WORK INSTRUCTIONS: Look through the records, and whenever a line includes the word "below", copy it.
########
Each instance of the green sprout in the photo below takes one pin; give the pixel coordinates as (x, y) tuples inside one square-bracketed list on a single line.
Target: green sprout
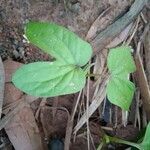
[(67, 73)]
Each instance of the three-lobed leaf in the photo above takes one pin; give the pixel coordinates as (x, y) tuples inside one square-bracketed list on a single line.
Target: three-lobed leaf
[(120, 90), (59, 42), (48, 79), (63, 76)]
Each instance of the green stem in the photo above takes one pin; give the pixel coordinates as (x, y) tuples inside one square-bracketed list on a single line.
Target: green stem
[(92, 75), (117, 140)]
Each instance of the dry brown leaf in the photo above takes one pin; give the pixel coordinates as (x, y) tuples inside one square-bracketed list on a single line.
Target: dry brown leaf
[(121, 37), (20, 124), (2, 82), (10, 67), (106, 18), (142, 83), (53, 126), (147, 54), (23, 131)]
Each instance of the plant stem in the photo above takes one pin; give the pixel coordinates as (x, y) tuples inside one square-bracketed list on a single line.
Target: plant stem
[(100, 146), (117, 140)]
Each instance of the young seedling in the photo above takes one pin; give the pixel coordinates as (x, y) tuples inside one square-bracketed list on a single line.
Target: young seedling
[(63, 76), (144, 145), (67, 74)]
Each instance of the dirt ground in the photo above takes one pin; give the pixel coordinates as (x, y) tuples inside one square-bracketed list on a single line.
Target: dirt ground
[(51, 123)]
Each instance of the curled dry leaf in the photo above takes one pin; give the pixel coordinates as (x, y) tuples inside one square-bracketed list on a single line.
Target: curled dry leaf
[(121, 37), (106, 18)]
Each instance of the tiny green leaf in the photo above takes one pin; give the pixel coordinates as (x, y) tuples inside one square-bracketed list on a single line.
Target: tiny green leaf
[(59, 42), (119, 89), (48, 79)]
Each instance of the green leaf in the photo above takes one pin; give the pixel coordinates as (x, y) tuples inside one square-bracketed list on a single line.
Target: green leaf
[(45, 79), (145, 145), (119, 89), (59, 42), (120, 92)]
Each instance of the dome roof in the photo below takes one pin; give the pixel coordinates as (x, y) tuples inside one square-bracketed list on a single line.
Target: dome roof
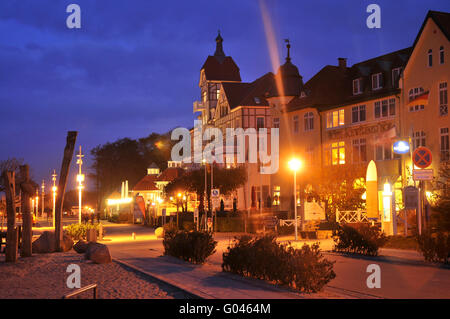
[(290, 78), (288, 70)]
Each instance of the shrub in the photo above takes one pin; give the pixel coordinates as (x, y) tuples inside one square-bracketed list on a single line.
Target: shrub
[(263, 258), (78, 231), (188, 225), (192, 246), (435, 247), (285, 230), (230, 224), (170, 228), (364, 239), (401, 242)]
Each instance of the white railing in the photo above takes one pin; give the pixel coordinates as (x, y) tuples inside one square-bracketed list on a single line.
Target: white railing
[(289, 222), (351, 216)]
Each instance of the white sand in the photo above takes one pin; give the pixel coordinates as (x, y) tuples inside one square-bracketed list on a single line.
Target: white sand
[(45, 276)]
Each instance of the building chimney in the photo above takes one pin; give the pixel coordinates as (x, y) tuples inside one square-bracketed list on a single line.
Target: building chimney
[(342, 63)]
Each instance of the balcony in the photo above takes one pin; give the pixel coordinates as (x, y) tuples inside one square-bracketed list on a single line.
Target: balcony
[(199, 106)]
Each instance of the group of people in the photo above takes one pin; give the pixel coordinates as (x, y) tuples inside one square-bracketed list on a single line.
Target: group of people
[(85, 218)]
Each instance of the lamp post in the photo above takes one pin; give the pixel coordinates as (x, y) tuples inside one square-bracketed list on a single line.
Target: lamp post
[(294, 165), (37, 202), (54, 189), (178, 205), (43, 196), (80, 180)]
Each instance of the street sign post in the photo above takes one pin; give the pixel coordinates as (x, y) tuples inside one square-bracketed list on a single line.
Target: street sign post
[(401, 147), (423, 174), (411, 197), (215, 199)]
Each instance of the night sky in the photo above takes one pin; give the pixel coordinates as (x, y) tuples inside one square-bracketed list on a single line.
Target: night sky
[(133, 67)]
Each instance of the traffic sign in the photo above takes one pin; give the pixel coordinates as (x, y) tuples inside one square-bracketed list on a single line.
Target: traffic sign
[(411, 197), (422, 157), (215, 192), (423, 174), (401, 147)]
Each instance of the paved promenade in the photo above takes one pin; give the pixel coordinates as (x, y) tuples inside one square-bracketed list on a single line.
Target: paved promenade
[(404, 274)]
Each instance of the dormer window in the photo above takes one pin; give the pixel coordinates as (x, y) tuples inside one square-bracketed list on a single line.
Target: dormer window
[(377, 81), (430, 58), (357, 86), (396, 76)]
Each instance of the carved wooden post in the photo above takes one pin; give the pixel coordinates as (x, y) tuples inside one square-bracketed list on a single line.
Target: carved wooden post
[(65, 166), (27, 219), (11, 231)]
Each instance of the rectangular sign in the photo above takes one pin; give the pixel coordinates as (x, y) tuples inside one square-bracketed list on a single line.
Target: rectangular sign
[(422, 174), (411, 197)]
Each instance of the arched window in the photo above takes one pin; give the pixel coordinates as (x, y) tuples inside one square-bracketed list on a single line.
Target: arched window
[(430, 58), (309, 121)]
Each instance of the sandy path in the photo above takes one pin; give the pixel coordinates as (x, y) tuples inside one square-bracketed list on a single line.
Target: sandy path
[(44, 276)]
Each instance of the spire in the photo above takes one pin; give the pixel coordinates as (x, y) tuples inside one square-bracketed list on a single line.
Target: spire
[(219, 48), (288, 46)]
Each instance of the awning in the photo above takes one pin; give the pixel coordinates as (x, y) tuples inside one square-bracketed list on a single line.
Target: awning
[(421, 99)]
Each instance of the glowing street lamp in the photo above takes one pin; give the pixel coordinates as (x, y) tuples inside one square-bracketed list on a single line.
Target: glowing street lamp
[(80, 180), (43, 197), (294, 165), (54, 189)]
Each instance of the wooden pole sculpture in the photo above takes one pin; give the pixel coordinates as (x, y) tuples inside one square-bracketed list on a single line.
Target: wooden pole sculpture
[(27, 218), (65, 166)]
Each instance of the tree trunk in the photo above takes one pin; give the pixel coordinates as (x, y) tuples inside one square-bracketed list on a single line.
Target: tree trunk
[(11, 231), (27, 219), (65, 166)]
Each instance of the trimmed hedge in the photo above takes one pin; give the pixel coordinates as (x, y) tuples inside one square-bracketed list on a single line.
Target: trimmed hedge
[(363, 239), (192, 246), (435, 247), (78, 231), (263, 258), (230, 224)]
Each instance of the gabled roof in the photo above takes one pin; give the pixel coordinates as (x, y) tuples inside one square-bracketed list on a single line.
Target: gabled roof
[(249, 94), (147, 183), (324, 88), (442, 20), (221, 69), (333, 85)]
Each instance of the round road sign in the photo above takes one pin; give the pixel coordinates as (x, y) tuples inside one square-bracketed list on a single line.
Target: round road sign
[(422, 157)]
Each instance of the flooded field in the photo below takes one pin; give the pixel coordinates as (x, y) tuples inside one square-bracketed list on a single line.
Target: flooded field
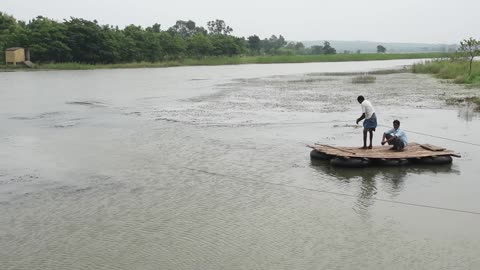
[(207, 168)]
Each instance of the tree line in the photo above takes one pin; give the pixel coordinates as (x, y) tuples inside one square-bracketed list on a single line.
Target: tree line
[(84, 41)]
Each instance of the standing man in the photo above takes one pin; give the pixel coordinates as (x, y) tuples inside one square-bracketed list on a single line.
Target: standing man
[(370, 123), (395, 137)]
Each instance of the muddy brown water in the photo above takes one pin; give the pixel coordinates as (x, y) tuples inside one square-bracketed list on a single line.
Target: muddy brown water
[(206, 168)]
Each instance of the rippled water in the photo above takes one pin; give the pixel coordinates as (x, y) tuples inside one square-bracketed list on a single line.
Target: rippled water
[(206, 168)]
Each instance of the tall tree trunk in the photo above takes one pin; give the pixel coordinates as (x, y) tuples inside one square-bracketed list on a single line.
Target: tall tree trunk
[(470, 69)]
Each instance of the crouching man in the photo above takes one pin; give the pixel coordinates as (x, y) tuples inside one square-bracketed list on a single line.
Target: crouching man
[(395, 137)]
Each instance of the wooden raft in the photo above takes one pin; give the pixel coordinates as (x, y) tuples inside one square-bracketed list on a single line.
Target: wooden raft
[(412, 150)]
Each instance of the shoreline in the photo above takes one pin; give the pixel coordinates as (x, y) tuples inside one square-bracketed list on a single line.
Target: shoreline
[(235, 60)]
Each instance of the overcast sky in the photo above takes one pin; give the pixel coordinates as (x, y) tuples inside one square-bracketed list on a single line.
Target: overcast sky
[(422, 21)]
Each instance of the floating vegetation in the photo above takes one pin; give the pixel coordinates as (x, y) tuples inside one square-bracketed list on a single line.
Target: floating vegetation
[(364, 79), (463, 100)]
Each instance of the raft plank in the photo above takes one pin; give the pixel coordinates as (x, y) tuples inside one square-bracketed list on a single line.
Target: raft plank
[(413, 150), (432, 147)]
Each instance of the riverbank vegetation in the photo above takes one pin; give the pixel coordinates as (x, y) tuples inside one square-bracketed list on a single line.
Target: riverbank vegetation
[(231, 60), (81, 44), (461, 69), (82, 41)]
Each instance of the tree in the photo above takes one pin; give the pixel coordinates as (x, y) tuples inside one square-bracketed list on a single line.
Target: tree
[(254, 44), (218, 27), (470, 47), (381, 49), (317, 49), (47, 41), (186, 29), (327, 49)]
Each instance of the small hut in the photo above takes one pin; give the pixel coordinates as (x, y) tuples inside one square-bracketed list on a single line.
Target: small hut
[(16, 55)]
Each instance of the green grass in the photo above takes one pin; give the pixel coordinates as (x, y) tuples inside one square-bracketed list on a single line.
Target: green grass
[(455, 70), (238, 60)]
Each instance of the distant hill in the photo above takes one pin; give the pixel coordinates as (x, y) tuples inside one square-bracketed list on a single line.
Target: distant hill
[(371, 47)]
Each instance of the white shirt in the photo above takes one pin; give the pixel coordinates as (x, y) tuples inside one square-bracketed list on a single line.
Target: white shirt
[(367, 109)]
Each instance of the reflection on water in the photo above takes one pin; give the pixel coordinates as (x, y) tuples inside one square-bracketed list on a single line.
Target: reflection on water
[(392, 178)]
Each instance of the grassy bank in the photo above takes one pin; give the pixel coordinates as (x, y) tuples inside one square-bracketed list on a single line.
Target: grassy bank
[(237, 60), (455, 71)]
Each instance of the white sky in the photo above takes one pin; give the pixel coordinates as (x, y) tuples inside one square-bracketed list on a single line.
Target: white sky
[(419, 21)]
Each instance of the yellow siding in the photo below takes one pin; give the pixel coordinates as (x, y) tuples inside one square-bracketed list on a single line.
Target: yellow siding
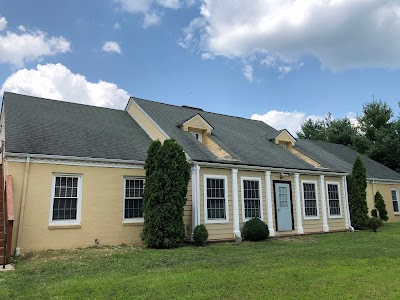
[(102, 208), (385, 190), (148, 126)]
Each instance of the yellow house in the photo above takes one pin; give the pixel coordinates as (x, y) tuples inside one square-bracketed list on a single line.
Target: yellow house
[(77, 173)]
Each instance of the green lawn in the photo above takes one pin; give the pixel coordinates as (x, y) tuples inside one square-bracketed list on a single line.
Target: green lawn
[(359, 265)]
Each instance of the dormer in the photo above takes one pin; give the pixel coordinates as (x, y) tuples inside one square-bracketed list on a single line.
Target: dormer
[(283, 138), (198, 127)]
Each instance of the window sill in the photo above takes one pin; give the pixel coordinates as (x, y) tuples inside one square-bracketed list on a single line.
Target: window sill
[(311, 218), (64, 226), (133, 222), (217, 221), (335, 217)]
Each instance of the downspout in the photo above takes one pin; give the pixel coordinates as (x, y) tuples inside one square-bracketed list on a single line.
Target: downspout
[(22, 208)]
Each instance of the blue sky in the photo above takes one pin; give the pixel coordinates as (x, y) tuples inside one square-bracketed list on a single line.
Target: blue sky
[(278, 61)]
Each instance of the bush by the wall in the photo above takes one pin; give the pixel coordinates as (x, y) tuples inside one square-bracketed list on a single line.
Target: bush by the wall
[(381, 207), (164, 195), (255, 230), (200, 235), (374, 223)]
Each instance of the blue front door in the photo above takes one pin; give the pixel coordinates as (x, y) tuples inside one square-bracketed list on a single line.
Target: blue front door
[(283, 204)]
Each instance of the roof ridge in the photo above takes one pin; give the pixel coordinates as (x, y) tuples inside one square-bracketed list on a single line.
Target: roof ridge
[(61, 101), (203, 111)]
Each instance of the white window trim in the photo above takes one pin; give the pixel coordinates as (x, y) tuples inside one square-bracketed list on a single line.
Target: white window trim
[(130, 220), (398, 200), (327, 200), (316, 198), (216, 221), (242, 179), (78, 205)]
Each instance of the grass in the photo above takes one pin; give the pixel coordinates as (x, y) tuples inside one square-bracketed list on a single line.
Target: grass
[(359, 265)]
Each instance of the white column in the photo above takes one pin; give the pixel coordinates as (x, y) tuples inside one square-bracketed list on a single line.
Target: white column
[(346, 204), (235, 199), (194, 198), (269, 203), (300, 229), (325, 226)]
########
EXERCISE RESULT:
Each instance of the green sprout in the photo below takes one pin; give the pixel coordinates as (x, y) tuples inside one square-bracketed list on a single line.
Each instance of the dome roof in the photo below takes one pin; give the pixel coordinates as (x, y) tuples inside one square-bracketed list on a single line.
Each instance of the flooded field in the photo below takes one pin; give the pixel coordinates as (x, y) tuples inside one square-bracketed list on a single line.
Each instance of the yellow siding in the photo below takes one pin; give the pixel coordinates as (x, y) tuples inside one square-bracketed list on a single line.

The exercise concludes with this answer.